課題文 A: 下のエントリから、文字列"foal"を含む行をすべて選び出してください。大文字と小文字は区別します。

抜粋本文:
##########

英語力(言語コミュニケーション)について、今回は純粋に堀江氏の冒頭の5分間の英語について、とくにわたしの関心を引いた部分をお話ししていきます。
文法的な間違いは全体をとおして遍在しており(失礼!)それだけで記事が長編になってしまいますので、「重箱の隅をつつくような」細かいレベルの指摘はしませんので予めご承知下さい。
また、非言語の部分(マナー、ジェスチャー)についても同様の理由により、またの機会にシリーズのなかで解説していきたいと思います。
さて・・・「受動的語学力」「受動的英語力」または「受動的語彙」、そして「能動的語学力」「能動的英語力」または「能動的語彙」ということばを聞いたことがありますか?
堀江氏は普段から「グローバル化の波はどんどん拡大していく」とか「もう英語を避けて通る道はない」と発言をされており、国内外でビジネスを展開しています。
『英語の多動力』という本を出されているように(すみません未読了です)英語の必要性を説いているし、また東大出身でもあるので「少なからず英語ができる人」というイメージがあるのではないでしょうか?
今回のゴーン氏とのインタビューの様子を視聴し彼の発する英語を聞いて「すごい!」と思った人もいれば、「え?文法とか、他にも基本的な間違いが多くないか?」と、不思議に思われた人もいらっしゃるかも知れません。
堀江氏は、東大まで進学した、つまり受験勉強などで英語をしっかりやっていたはずで、今でも意識高く、知的レベルの高い、知識量の多い人、とわたしも認識しています。なので、ポテンシャルは高そう。まず英語力は低くはなさそう、です。
では、なぜ先日のインタビューのような英語になったのか、その背景となっている一番大きな理由を考えてみたところ、わたしが考えるに、受動言語と能動言語 その二つのレベルの乖離 おそらくこれに尽きる、と思いました。
受動言語とは読んだり聞いたりという受動的な語学力(英語力)。能動言語とは書いたり話たりという能動的な語学力(英語力)のことです。今回の場合は書くほうではなく特にスピーキングですね。
受動的な力はインプット、能動的な力はアウトプットとも言い換えられますが、アウトプットがインプットするレベルを超えることは、まずありません。これはホリエモンだけではなく、誰にでも言えます。「英語は読んだらある程度理解できるけれど、話そうとするとその半分どころか、ろくに話せない。」ーこれです。
通訳者にとってもこれは同じです。通訳の訓練でも「能動的な語学力を受動的な語学力のレベルに近づける」ことを目標にします。他言語の通訳者、EUや国連で多くの言語を操りバリバリ通訳をしている通訳者たちですら同じことを言っています。
読んだり聞いたりして理解できても、同じ表現が自分のことばとして口から出てくるとは限らない、いや、まず出てきやしない。そういうものです。
ですから公平に見て「堀江氏のその点を決して貶してはいけない」と思います。
上記を踏まえた上で、彼の英語についてさらに続けます。
彼の受動的英語力(インプットした英語を知っていたり理解する力)は、今回のインタビューのスピーキングレベルより高いであろうこと。これはおそらく間違いないと思います。
時折、彼の知性を覗かせる語彙(用語)が飛び出したりして、話し合おうとしている内容のレベルの高さが表れていました。(仮に直前で詰め込んだ語彙だったとしても、です)

##########

(位置ラベル付けデータの抜粋)
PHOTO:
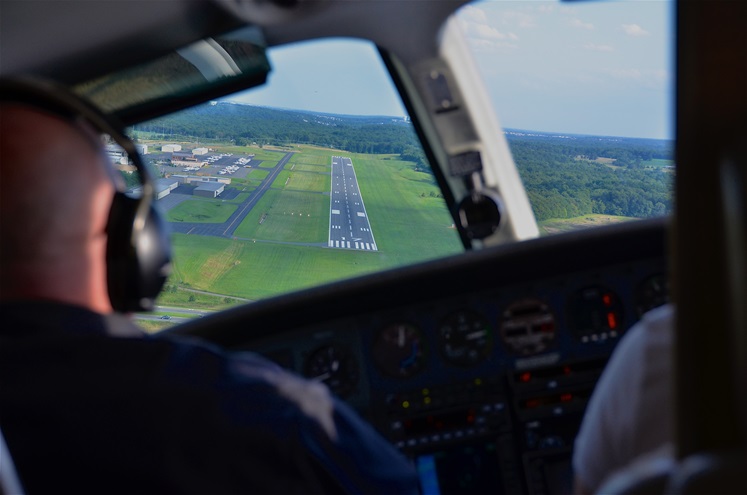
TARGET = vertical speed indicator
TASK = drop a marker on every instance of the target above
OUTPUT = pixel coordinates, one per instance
(399, 350)
(465, 338)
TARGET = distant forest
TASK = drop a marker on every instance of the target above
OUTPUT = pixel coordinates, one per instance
(570, 176)
(565, 176)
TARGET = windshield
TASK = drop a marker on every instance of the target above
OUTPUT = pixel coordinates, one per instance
(316, 177)
(584, 93)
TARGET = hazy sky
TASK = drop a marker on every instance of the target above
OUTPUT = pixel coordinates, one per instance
(602, 68)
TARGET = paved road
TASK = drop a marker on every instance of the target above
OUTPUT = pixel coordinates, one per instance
(349, 227)
(227, 228)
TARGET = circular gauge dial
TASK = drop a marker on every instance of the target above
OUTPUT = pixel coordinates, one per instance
(528, 327)
(399, 350)
(596, 314)
(466, 338)
(335, 366)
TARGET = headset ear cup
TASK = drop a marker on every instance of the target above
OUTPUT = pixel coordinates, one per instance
(138, 261)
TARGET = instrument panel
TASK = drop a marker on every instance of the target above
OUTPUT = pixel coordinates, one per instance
(477, 367)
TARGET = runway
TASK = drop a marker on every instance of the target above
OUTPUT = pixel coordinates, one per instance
(349, 227)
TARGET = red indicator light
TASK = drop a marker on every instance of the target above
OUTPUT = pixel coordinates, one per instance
(611, 320)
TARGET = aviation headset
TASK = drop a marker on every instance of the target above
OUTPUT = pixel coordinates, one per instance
(138, 252)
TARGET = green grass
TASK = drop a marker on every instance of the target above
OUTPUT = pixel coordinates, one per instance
(658, 163)
(256, 270)
(557, 225)
(409, 222)
(288, 216)
(215, 211)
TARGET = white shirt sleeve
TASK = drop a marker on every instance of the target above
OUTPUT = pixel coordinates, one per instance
(630, 408)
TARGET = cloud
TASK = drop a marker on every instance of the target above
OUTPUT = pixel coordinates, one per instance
(488, 32)
(634, 30)
(578, 23)
(519, 19)
(651, 79)
(598, 48)
(476, 27)
(474, 14)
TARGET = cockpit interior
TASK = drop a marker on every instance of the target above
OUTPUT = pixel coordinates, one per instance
(435, 207)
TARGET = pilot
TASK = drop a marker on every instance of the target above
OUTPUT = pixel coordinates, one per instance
(89, 403)
(627, 426)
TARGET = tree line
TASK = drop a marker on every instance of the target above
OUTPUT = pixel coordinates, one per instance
(563, 176)
(562, 181)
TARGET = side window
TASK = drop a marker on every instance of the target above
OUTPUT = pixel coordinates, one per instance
(585, 94)
(316, 177)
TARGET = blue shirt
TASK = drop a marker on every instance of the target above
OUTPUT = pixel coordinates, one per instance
(89, 403)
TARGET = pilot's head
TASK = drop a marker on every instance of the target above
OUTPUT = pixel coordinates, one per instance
(67, 233)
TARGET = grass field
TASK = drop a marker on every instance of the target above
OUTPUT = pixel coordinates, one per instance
(281, 245)
(210, 211)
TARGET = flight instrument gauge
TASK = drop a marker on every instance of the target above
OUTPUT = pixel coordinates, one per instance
(335, 366)
(528, 327)
(596, 314)
(465, 338)
(399, 350)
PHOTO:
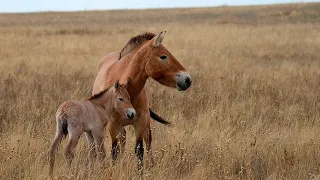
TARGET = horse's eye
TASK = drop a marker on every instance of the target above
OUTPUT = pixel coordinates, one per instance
(163, 57)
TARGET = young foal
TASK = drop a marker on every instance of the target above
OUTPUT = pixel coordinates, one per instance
(90, 116)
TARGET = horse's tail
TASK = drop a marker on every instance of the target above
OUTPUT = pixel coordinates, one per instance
(64, 127)
(158, 118)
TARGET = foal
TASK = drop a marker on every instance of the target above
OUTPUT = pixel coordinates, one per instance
(90, 116)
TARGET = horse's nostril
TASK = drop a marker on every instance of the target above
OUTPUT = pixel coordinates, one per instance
(130, 115)
(188, 81)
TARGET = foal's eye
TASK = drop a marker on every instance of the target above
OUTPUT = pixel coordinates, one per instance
(163, 57)
(121, 99)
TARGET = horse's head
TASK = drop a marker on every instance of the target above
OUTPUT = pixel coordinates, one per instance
(121, 101)
(163, 67)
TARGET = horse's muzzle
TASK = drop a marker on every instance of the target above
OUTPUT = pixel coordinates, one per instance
(183, 80)
(131, 113)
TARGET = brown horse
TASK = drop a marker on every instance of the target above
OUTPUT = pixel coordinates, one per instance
(74, 117)
(142, 57)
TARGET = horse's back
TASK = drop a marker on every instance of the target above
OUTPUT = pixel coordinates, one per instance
(103, 68)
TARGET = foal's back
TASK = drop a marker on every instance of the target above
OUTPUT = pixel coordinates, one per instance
(78, 111)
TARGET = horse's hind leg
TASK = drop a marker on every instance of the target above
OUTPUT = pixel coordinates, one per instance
(92, 151)
(148, 139)
(74, 136)
(98, 136)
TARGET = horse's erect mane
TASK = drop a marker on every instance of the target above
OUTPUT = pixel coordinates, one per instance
(95, 96)
(136, 41)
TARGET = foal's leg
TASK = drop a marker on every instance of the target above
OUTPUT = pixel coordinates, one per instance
(92, 151)
(122, 138)
(114, 132)
(53, 149)
(98, 136)
(139, 149)
(74, 136)
(148, 139)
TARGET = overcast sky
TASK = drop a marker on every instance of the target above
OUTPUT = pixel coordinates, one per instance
(75, 5)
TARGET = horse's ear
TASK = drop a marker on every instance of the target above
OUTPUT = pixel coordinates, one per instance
(127, 83)
(117, 84)
(158, 39)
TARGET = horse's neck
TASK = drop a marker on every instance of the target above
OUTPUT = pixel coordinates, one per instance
(136, 74)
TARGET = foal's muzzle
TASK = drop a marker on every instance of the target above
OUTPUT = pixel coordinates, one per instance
(131, 113)
(183, 80)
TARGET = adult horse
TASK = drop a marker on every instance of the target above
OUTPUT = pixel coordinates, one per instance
(142, 57)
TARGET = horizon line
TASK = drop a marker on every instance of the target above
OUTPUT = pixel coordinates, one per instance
(153, 8)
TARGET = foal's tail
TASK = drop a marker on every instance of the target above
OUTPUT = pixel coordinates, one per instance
(158, 118)
(62, 132)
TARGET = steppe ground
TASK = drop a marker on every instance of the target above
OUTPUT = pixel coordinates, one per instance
(253, 111)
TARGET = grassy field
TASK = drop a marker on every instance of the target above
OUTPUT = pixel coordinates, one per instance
(253, 111)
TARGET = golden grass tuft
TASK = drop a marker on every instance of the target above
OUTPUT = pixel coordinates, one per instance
(251, 113)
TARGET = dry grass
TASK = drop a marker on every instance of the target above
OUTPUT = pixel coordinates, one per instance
(253, 111)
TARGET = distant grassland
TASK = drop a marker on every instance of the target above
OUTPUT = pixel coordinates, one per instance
(253, 111)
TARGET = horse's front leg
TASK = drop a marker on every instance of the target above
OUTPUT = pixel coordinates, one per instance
(114, 133)
(98, 136)
(140, 128)
(148, 139)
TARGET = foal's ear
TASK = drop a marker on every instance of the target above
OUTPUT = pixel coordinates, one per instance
(117, 84)
(159, 38)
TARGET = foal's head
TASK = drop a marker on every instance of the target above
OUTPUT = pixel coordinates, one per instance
(121, 101)
(163, 67)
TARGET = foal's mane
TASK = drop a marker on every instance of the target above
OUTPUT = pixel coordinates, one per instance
(135, 42)
(99, 94)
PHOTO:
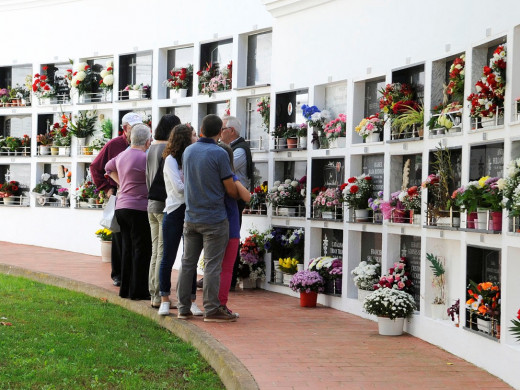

##########

課題文 B: 上に示した堀江氏の英語を論じる文章を、最後の文の後から続けて書いてください。

想定解答 A:
TARGET = young foal
TARGET = foal
TARGET = foal's eye
TARGET = foal's back
TARGET = foal's leg
TARGET = foal's muzzle
TARGET = foal's tail
TARGET = foal's ear
TARGET = foal's head
TARGET = foal's mane

想定解答 B:
それだけに、英語のアウトプット・レベルが及ばなかったことが惜しまれますが、もう少し整った英語になっていれば「彼らしいキレ」というか「毒(?)」のある対談になっていただろう、と思いましたし、
お相手(ゴーン氏)と非言語のコミュニケーションでもバランスを取りながら会話を進めることができていたなら、いつものホリエモンらしいエッジが発揮できたはず・・・とも思いました。これに関しては、まるで自分のことのような悔しさすら覚えました。
わたしのように通訳業界の片隅で口に糊をしていても、会心の出来なんてことはなかなかありません。正直に気持ちを吐露するなら、いつも何かしら「あそこはもっとこう表現すればよかった」と思うものです。
【出典】https://aiic.net/page/4004/
※Active Language の項を読まれたし(英語によるサイト)
少しだけ文法的な間違いについて・・・
文法的なところで二点だけ述べさせていただくとすれば、主語が一人称単数のときに三単現の「s」を付けてしまうことが何度もありました。また、過去形や完了形がほとんど(というか、まったく)使われておらず、いったい過去のことなのか、現在のこと(普遍的なこと)なのか判別できず、聞き手にとっては話について行きづらかった、というのはあるかも知れません。
もっとも、ゴーン氏は日本が長かったのでこの手の不完全な英語には慣れていたかも知れませんし、彼にとって分かり易かったのか、分かりづらかったのか、本当のところはわかりませんが、お二人でゴーン氏のことを話しているわけなので、文脈から大概の抜けは埋められたでしょう。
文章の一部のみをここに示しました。